### EXERCISE BRIEF
Look for the line that has "rough mask: <svg" in the material below; please repeat it and every line after it, exactly, up to and including the line that has "positive clicks: (2, 11) (76, 9)", and nothing else.

### DATASET ENTRIES

──────────────────────────────

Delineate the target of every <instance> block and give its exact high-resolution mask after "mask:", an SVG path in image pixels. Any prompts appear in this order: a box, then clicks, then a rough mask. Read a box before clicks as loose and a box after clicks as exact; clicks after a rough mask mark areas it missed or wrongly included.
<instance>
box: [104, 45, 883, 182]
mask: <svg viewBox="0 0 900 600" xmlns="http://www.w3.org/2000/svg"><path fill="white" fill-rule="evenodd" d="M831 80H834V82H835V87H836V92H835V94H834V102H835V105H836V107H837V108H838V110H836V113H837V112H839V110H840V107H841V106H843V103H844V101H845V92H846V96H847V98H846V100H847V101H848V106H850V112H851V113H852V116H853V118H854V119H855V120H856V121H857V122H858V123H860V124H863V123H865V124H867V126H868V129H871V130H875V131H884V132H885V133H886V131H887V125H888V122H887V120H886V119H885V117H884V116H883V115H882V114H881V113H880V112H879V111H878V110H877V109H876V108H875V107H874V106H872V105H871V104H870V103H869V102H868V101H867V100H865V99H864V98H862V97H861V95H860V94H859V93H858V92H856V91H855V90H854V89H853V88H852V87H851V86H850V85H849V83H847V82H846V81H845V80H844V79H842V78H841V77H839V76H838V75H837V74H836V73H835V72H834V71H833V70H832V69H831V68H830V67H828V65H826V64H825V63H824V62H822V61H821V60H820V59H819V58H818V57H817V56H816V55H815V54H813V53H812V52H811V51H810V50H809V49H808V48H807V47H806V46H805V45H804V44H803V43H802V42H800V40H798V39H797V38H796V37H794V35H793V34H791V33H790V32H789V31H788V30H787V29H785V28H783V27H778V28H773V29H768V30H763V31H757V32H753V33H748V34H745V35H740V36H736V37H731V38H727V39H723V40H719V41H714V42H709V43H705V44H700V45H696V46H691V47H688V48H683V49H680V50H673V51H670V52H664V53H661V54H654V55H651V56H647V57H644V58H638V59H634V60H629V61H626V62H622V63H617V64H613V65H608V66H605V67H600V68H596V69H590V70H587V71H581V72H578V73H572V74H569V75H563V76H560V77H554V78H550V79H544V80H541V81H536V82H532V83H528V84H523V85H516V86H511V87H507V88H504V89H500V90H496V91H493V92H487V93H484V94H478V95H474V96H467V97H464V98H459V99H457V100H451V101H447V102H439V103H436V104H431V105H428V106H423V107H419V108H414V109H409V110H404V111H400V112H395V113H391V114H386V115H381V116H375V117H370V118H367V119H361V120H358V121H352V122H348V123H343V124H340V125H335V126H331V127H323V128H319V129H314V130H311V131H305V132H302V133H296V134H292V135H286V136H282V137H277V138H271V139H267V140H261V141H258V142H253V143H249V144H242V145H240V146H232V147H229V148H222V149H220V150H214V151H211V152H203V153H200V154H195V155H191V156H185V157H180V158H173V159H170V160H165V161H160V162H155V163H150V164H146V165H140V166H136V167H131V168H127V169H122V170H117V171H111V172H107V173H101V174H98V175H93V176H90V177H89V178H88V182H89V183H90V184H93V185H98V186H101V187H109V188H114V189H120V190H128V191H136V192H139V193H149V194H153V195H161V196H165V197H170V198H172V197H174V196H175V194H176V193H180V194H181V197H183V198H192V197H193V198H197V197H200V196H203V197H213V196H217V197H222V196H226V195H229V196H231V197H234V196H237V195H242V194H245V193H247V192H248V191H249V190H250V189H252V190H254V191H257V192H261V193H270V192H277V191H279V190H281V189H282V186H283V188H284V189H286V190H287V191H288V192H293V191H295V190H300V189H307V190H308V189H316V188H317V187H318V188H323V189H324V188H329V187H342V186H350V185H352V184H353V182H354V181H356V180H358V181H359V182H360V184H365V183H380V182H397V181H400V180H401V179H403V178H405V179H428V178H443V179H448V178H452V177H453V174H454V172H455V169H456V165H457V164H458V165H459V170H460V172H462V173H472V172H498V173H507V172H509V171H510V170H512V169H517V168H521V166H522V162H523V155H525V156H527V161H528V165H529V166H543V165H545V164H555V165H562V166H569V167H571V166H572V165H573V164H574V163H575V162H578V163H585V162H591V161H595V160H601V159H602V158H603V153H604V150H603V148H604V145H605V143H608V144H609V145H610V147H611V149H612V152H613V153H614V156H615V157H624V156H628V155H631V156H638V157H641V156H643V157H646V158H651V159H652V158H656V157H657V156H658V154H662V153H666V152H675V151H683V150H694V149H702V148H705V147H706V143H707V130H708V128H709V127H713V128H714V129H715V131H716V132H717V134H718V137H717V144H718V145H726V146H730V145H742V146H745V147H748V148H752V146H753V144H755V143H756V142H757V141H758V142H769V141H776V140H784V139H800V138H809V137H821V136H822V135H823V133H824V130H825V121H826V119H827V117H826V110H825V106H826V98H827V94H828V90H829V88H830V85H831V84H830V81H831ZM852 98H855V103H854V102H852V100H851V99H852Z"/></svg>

──────────────────────────────

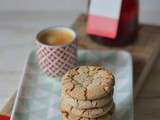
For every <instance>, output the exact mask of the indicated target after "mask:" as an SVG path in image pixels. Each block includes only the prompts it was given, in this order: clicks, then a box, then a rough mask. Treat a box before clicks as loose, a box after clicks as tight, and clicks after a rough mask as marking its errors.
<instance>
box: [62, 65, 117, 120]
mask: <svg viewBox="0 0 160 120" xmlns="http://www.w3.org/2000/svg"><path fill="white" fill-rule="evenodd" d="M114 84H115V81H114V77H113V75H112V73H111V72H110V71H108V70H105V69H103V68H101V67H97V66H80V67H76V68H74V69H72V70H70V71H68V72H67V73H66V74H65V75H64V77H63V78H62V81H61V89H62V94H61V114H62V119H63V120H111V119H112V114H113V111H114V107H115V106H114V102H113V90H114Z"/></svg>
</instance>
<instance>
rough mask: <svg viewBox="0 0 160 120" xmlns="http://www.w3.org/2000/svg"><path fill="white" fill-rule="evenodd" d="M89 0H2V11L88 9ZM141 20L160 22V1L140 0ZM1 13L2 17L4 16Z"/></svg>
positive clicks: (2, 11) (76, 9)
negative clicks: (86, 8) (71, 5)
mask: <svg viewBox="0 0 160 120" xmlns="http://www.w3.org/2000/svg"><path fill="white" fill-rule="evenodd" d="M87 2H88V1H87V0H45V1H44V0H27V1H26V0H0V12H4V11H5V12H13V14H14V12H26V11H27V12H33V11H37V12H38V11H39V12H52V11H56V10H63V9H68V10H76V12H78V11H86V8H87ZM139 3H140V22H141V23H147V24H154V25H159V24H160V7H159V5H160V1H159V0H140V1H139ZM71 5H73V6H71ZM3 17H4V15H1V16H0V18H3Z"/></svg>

──────────────────────────────

### TASK OUTPUT
rough mask: <svg viewBox="0 0 160 120" xmlns="http://www.w3.org/2000/svg"><path fill="white" fill-rule="evenodd" d="M89 0H2V11L88 9ZM141 20L160 22V1L140 0ZM1 13L2 17L4 16Z"/></svg>
positive clicks: (2, 11) (76, 9)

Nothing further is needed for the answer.